## Instructions to follow
In the records below, begin at the line that has "Annotation task — mark the bush" and stop after the line that has "Annotation task — mark the tree line"; quote those lines verbatim and nothing more.

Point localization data
====================
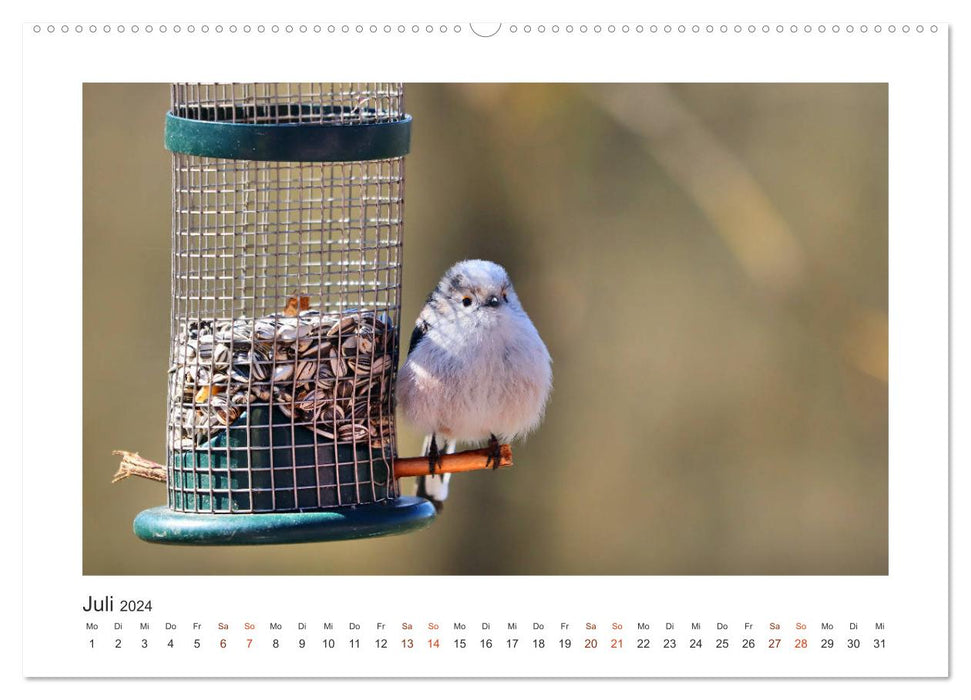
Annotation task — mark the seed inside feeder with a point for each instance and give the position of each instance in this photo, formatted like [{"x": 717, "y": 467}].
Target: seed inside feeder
[{"x": 327, "y": 374}]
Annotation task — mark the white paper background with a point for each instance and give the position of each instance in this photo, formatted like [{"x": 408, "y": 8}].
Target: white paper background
[{"x": 912, "y": 600}]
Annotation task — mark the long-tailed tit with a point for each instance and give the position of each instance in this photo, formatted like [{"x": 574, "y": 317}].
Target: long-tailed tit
[{"x": 476, "y": 368}]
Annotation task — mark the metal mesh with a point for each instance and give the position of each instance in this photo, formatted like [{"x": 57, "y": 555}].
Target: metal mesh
[
  {"x": 287, "y": 103},
  {"x": 285, "y": 313}
]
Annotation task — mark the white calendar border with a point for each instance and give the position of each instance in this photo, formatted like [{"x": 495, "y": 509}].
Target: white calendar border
[{"x": 915, "y": 205}]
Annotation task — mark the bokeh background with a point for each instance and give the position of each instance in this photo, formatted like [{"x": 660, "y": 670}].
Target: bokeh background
[{"x": 707, "y": 264}]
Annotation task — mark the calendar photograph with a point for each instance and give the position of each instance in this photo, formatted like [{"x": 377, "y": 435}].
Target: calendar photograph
[{"x": 615, "y": 329}]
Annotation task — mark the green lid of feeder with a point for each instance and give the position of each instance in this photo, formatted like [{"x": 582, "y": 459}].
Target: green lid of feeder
[{"x": 401, "y": 515}]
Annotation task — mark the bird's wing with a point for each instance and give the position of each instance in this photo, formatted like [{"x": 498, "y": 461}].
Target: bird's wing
[{"x": 421, "y": 328}]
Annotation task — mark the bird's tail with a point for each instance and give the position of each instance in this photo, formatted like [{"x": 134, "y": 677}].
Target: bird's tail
[{"x": 434, "y": 487}]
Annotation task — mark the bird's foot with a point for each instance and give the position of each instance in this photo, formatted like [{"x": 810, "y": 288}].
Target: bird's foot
[
  {"x": 434, "y": 458},
  {"x": 495, "y": 453}
]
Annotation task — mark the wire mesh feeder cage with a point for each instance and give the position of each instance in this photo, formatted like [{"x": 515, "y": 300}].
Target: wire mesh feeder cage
[{"x": 286, "y": 272}]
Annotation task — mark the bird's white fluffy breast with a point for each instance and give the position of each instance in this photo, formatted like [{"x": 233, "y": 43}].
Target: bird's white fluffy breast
[{"x": 467, "y": 383}]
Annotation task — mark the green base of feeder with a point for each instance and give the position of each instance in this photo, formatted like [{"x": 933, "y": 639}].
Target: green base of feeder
[{"x": 165, "y": 526}]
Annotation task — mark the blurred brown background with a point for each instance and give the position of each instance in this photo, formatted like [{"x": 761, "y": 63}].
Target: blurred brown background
[{"x": 707, "y": 264}]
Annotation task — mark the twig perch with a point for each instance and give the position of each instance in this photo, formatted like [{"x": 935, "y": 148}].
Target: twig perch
[
  {"x": 467, "y": 461},
  {"x": 133, "y": 464}
]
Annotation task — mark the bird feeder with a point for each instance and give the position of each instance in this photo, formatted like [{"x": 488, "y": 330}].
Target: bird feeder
[{"x": 287, "y": 205}]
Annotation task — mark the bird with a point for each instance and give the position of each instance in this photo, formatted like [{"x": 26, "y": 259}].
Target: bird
[{"x": 476, "y": 369}]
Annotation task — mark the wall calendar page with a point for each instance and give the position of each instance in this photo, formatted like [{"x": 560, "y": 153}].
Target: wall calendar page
[{"x": 573, "y": 350}]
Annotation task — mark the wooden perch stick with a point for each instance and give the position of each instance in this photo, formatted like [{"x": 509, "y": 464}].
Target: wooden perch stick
[
  {"x": 133, "y": 464},
  {"x": 467, "y": 461}
]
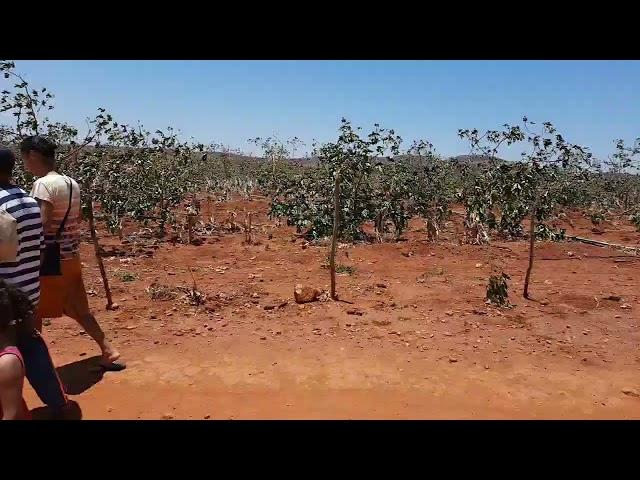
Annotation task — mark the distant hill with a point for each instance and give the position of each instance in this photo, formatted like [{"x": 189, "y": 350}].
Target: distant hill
[{"x": 475, "y": 160}]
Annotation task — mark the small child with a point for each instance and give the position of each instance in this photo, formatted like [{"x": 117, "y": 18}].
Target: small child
[{"x": 15, "y": 311}]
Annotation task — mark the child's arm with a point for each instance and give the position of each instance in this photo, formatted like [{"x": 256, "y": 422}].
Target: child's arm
[{"x": 11, "y": 381}]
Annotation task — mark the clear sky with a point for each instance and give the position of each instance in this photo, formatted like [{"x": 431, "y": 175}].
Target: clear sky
[{"x": 591, "y": 102}]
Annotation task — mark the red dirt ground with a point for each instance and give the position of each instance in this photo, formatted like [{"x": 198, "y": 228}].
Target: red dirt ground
[{"x": 425, "y": 346}]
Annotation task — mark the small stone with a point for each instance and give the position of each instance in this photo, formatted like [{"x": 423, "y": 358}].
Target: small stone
[
  {"x": 381, "y": 323},
  {"x": 304, "y": 294}
]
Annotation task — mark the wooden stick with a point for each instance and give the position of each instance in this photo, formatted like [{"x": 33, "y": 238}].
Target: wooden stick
[
  {"x": 334, "y": 240},
  {"x": 599, "y": 243},
  {"x": 532, "y": 243},
  {"x": 98, "y": 250}
]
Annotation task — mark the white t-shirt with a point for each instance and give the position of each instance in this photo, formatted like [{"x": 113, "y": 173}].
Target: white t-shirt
[{"x": 54, "y": 188}]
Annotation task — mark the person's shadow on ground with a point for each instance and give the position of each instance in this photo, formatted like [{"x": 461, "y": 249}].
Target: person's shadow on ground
[
  {"x": 71, "y": 412},
  {"x": 78, "y": 377}
]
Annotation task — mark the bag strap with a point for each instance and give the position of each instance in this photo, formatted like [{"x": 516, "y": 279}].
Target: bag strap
[{"x": 66, "y": 215}]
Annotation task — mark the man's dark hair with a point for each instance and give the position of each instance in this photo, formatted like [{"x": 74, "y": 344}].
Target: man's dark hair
[
  {"x": 7, "y": 161},
  {"x": 42, "y": 145}
]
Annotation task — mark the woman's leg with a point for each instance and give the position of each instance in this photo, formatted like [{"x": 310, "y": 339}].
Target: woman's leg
[{"x": 76, "y": 306}]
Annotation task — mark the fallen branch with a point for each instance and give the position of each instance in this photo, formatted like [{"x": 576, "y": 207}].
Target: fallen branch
[{"x": 599, "y": 243}]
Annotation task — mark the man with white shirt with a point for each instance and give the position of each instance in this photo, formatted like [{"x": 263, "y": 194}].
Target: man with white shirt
[
  {"x": 21, "y": 216},
  {"x": 59, "y": 200}
]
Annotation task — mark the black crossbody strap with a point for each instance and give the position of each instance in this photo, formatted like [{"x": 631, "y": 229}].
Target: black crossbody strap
[{"x": 66, "y": 215}]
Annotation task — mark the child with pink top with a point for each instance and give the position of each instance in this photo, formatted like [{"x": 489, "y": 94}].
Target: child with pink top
[{"x": 15, "y": 313}]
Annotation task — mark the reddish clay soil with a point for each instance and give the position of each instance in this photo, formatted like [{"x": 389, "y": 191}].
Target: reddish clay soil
[{"x": 416, "y": 341}]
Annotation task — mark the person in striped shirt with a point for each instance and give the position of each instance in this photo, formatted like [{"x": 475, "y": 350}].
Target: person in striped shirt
[
  {"x": 24, "y": 274},
  {"x": 65, "y": 294}
]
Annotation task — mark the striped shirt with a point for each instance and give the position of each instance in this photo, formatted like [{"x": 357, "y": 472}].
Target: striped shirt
[
  {"x": 54, "y": 188},
  {"x": 24, "y": 273}
]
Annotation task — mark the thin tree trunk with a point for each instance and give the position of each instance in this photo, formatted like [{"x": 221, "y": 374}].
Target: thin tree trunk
[
  {"x": 190, "y": 219},
  {"x": 98, "y": 249},
  {"x": 532, "y": 241},
  {"x": 334, "y": 240}
]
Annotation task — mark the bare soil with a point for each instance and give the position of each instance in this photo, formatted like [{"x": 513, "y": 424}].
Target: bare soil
[{"x": 412, "y": 338}]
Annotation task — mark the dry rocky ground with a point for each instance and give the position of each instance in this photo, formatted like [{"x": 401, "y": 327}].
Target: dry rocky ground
[{"x": 412, "y": 338}]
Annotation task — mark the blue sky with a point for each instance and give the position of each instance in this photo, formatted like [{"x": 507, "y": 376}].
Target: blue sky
[{"x": 591, "y": 102}]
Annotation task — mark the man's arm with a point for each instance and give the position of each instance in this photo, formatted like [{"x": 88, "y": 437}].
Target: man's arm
[{"x": 11, "y": 381}]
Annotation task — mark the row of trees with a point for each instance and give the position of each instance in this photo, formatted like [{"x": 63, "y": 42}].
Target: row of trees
[{"x": 359, "y": 178}]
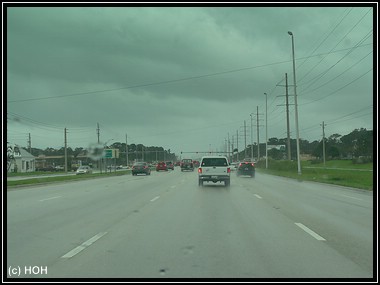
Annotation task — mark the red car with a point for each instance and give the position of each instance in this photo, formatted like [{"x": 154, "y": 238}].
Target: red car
[{"x": 161, "y": 166}]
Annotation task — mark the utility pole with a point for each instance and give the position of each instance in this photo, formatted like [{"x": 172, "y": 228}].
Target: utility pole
[
  {"x": 323, "y": 143},
  {"x": 296, "y": 107},
  {"x": 245, "y": 140},
  {"x": 65, "y": 150},
  {"x": 30, "y": 144},
  {"x": 251, "y": 137},
  {"x": 258, "y": 138},
  {"x": 101, "y": 159},
  {"x": 126, "y": 147},
  {"x": 287, "y": 116},
  {"x": 237, "y": 145}
]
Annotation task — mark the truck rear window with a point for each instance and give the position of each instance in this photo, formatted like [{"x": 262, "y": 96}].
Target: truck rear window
[{"x": 214, "y": 162}]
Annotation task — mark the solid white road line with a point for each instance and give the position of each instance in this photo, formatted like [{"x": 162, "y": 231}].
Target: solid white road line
[
  {"x": 50, "y": 198},
  {"x": 155, "y": 198},
  {"x": 310, "y": 232},
  {"x": 83, "y": 245}
]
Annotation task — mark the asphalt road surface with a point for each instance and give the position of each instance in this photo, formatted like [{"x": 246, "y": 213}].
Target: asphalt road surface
[{"x": 165, "y": 226}]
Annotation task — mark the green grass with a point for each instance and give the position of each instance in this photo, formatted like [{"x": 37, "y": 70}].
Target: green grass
[
  {"x": 44, "y": 180},
  {"x": 348, "y": 174}
]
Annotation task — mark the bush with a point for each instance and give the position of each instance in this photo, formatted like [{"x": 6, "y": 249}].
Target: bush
[{"x": 280, "y": 165}]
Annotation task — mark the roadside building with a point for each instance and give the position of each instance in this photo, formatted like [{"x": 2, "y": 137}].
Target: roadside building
[{"x": 23, "y": 162}]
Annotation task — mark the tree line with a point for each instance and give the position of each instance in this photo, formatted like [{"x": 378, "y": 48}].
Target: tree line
[{"x": 358, "y": 143}]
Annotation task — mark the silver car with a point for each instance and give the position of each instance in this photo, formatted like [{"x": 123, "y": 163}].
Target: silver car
[{"x": 84, "y": 169}]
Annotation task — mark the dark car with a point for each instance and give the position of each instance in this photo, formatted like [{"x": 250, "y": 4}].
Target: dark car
[
  {"x": 246, "y": 168},
  {"x": 161, "y": 166},
  {"x": 170, "y": 165},
  {"x": 187, "y": 164},
  {"x": 140, "y": 167}
]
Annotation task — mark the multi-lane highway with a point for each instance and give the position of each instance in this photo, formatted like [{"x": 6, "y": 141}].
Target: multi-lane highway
[{"x": 164, "y": 225}]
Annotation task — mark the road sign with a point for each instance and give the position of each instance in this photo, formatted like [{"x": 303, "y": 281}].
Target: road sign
[{"x": 108, "y": 153}]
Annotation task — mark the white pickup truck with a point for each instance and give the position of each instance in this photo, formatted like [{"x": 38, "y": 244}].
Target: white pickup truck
[{"x": 215, "y": 169}]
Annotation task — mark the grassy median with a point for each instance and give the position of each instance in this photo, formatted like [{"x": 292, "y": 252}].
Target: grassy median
[
  {"x": 43, "y": 179},
  {"x": 338, "y": 172}
]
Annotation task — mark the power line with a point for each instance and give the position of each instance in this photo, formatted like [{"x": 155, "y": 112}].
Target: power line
[{"x": 339, "y": 88}]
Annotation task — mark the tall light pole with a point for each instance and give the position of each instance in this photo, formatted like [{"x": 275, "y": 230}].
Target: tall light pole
[
  {"x": 266, "y": 130},
  {"x": 296, "y": 108}
]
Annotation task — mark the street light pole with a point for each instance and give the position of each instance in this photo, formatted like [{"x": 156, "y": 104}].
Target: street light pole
[
  {"x": 266, "y": 130},
  {"x": 296, "y": 108}
]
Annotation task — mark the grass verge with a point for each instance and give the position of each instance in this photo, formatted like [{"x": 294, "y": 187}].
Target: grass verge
[
  {"x": 343, "y": 173},
  {"x": 43, "y": 180}
]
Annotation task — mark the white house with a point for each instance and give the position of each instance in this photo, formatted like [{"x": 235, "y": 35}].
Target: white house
[{"x": 25, "y": 162}]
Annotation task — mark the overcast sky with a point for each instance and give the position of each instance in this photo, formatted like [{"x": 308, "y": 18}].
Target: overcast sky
[{"x": 185, "y": 78}]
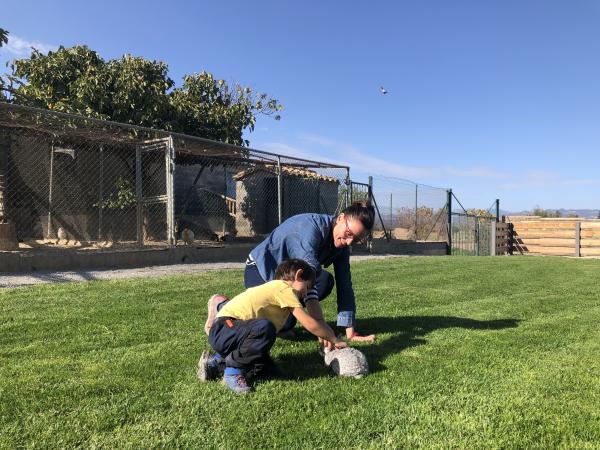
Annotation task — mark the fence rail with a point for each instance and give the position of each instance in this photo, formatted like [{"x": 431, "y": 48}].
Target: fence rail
[
  {"x": 556, "y": 236},
  {"x": 71, "y": 182}
]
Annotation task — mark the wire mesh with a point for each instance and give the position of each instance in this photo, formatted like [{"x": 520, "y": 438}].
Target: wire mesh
[
  {"x": 72, "y": 182},
  {"x": 410, "y": 211},
  {"x": 471, "y": 233}
]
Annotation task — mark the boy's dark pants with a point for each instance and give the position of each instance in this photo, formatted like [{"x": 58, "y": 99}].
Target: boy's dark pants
[{"x": 242, "y": 343}]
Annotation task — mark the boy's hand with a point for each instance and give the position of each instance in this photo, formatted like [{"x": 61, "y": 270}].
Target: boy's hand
[
  {"x": 340, "y": 344},
  {"x": 353, "y": 336},
  {"x": 326, "y": 344}
]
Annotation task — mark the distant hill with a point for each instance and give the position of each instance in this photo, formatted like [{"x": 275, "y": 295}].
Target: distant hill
[{"x": 583, "y": 213}]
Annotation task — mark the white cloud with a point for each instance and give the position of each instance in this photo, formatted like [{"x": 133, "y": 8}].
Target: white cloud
[{"x": 21, "y": 48}]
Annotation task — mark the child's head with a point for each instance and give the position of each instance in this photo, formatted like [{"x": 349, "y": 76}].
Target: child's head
[{"x": 297, "y": 273}]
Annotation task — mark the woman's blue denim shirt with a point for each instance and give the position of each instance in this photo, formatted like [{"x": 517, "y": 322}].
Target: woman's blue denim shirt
[{"x": 310, "y": 237}]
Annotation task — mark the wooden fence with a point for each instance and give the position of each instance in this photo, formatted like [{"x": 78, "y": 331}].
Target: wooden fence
[{"x": 561, "y": 236}]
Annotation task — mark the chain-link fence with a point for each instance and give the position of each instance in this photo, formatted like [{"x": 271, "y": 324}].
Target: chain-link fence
[
  {"x": 471, "y": 230},
  {"x": 73, "y": 182},
  {"x": 410, "y": 211}
]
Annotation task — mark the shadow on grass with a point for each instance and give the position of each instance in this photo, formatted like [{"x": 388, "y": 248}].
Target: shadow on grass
[{"x": 406, "y": 332}]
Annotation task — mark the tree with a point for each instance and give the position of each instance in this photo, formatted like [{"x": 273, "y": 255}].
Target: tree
[
  {"x": 3, "y": 37},
  {"x": 3, "y": 41},
  {"x": 137, "y": 91}
]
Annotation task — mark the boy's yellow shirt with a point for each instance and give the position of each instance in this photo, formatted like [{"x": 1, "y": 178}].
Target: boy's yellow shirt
[{"x": 267, "y": 301}]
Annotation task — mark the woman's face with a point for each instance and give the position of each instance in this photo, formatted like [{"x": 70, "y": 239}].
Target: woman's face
[{"x": 347, "y": 231}]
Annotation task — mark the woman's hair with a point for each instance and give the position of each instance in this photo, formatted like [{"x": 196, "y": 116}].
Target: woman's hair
[
  {"x": 288, "y": 268},
  {"x": 362, "y": 211}
]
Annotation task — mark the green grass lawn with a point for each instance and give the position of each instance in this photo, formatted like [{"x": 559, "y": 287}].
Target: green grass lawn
[{"x": 471, "y": 352}]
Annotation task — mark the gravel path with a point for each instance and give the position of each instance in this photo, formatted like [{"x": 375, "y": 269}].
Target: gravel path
[{"x": 8, "y": 280}]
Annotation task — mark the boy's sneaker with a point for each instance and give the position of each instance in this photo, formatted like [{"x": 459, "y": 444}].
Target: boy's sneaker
[
  {"x": 208, "y": 367},
  {"x": 237, "y": 383},
  {"x": 213, "y": 304}
]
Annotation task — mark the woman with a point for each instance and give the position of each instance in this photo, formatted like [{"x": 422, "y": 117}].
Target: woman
[{"x": 320, "y": 240}]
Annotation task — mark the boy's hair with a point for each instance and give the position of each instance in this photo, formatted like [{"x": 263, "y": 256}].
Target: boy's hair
[
  {"x": 362, "y": 211},
  {"x": 288, "y": 268}
]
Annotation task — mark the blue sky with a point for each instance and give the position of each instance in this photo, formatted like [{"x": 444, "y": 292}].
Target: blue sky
[{"x": 495, "y": 99}]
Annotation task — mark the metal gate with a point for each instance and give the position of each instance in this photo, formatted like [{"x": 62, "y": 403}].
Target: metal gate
[
  {"x": 154, "y": 192},
  {"x": 471, "y": 234}
]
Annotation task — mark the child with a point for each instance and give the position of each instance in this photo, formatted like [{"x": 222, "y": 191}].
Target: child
[{"x": 245, "y": 327}]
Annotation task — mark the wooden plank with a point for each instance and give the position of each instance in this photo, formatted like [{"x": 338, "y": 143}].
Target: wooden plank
[
  {"x": 587, "y": 251},
  {"x": 590, "y": 225},
  {"x": 545, "y": 234},
  {"x": 547, "y": 242},
  {"x": 590, "y": 243},
  {"x": 543, "y": 225},
  {"x": 540, "y": 226},
  {"x": 548, "y": 250}
]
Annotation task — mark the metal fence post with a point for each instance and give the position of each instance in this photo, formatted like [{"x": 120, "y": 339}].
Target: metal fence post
[
  {"x": 49, "y": 230},
  {"x": 279, "y": 191},
  {"x": 493, "y": 238},
  {"x": 101, "y": 193},
  {"x": 170, "y": 169},
  {"x": 391, "y": 211},
  {"x": 449, "y": 207},
  {"x": 578, "y": 239},
  {"x": 416, "y": 212},
  {"x": 138, "y": 195}
]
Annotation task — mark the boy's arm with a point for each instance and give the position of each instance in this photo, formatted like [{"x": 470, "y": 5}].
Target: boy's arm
[{"x": 318, "y": 328}]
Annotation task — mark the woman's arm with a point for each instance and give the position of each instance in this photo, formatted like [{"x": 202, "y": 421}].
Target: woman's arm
[{"x": 318, "y": 328}]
====================
## Exercise result
Annotation task — mark the bush with a point for each instance and give the position of each instance in this photo, formatted like [{"x": 6, "y": 249}].
Target: bush
[{"x": 280, "y": 165}]
Annotation task — mark the roadside building with a point for each instance and give the position of each instance in this photo, formatted like [{"x": 2, "y": 137}].
Target: roadside building
[{"x": 23, "y": 162}]
Annotation task — mark the tree line with a point for each instance and give the position of each instance in this photo, formatted like [{"x": 378, "y": 48}].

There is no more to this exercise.